• [Task requirements]
- 1) According to the post about writing, what is a film meant to do?
- 2) In the post about writing, rewrite the passage from "Friday, November 25, 2005" to "than inward reality.", substituting "mountain path" for "forest trail".

• [Quoted text]

____________

Friday, November 25, 2005
when i wrote the piece, i was doing what i normally do, which is to envision the place and characters i was describing. much of that draws on memory, times when i have walked along a forest trail, or seen spaceships crash in the wilderness. (okay, maybe not that.) it had nothing to do with movies--although i can also remember times when i have been writing that i absolutely was envisioning a scene from a film--real or created at that moment in my mind. i suppose to a reader there might not be a difference, but when i am writing, there is--a difference in what i am seeing in my mind's eye, and also a difference in how i am relating to the story and it's characters. it is generally a more remote relationship, more interested in outward form than inward reality.
a film is something i watch and respond to, which, however wonderful, is artificial and intentional. as i watch it, i know that i'm seeing the scene before me for a reason. it is meant to tell me something, to set up a particular reaction, to drive the tale forward in some way.
when i am walking in the woods, sitting with a friend, or otherwise just going through life, i am seeing and observing (more or less attentively) but there is no particular "reason" for all that unfolds before me, and to me, it's meaningful in a very different way. it is simply the life i live and the world i respond to.

____________

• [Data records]
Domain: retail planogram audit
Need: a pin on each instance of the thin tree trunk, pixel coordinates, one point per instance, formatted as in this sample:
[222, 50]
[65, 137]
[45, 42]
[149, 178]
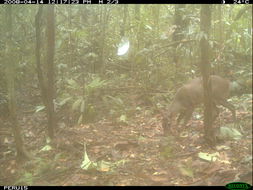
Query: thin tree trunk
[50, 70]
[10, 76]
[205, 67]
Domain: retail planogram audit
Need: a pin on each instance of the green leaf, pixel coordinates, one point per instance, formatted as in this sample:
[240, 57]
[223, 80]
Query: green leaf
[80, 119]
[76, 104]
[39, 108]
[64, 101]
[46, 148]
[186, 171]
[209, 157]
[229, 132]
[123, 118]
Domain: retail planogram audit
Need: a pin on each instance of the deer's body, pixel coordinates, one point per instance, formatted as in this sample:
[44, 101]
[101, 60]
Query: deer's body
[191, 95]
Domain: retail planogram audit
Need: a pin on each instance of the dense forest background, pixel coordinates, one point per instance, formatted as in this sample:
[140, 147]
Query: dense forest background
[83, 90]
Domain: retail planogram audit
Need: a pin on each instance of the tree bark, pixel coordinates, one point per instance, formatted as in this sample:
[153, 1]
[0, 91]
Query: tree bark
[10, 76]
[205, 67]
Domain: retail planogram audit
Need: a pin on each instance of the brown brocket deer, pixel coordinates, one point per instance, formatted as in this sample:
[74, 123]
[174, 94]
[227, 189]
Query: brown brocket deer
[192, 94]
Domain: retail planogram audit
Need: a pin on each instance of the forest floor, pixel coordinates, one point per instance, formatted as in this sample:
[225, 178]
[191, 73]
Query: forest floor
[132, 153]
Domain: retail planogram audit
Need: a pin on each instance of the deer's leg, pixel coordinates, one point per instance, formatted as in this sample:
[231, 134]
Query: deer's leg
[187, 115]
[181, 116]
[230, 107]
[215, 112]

____________

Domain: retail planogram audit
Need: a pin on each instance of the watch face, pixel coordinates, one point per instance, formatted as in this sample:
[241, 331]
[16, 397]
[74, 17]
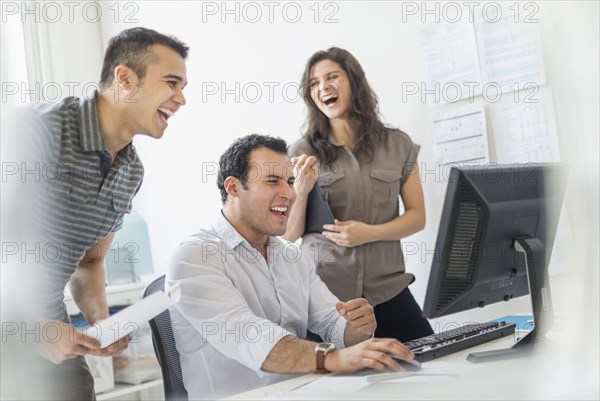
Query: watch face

____________

• [Responses per task]
- 1) A film is meant to tell the viewer something, to set up a particular reaction, and to drive the tale forward in some way.

- 2)
Friday, November 25, 2005
when i wrote the piece, i was doing what i normally do, which is to envision the place and characters i was describing. much of that draws on memory, times when i have walked along a mountain path, or seen spaceships crash in the wilderness. (okay, maybe not that.) it had nothing to do with movies--although i can also remember times when i have been writing that i absolutely was envisioning a scene from a film--real or created at that moment in my mind. i suppose to a reader there might not be a difference, but when i am writing, there is--a difference in what i am seeing in my mind's eye, and also a difference in how i am relating to the story and it's characters. it is generally a more remote relationship, more interested in outward form than inward reality.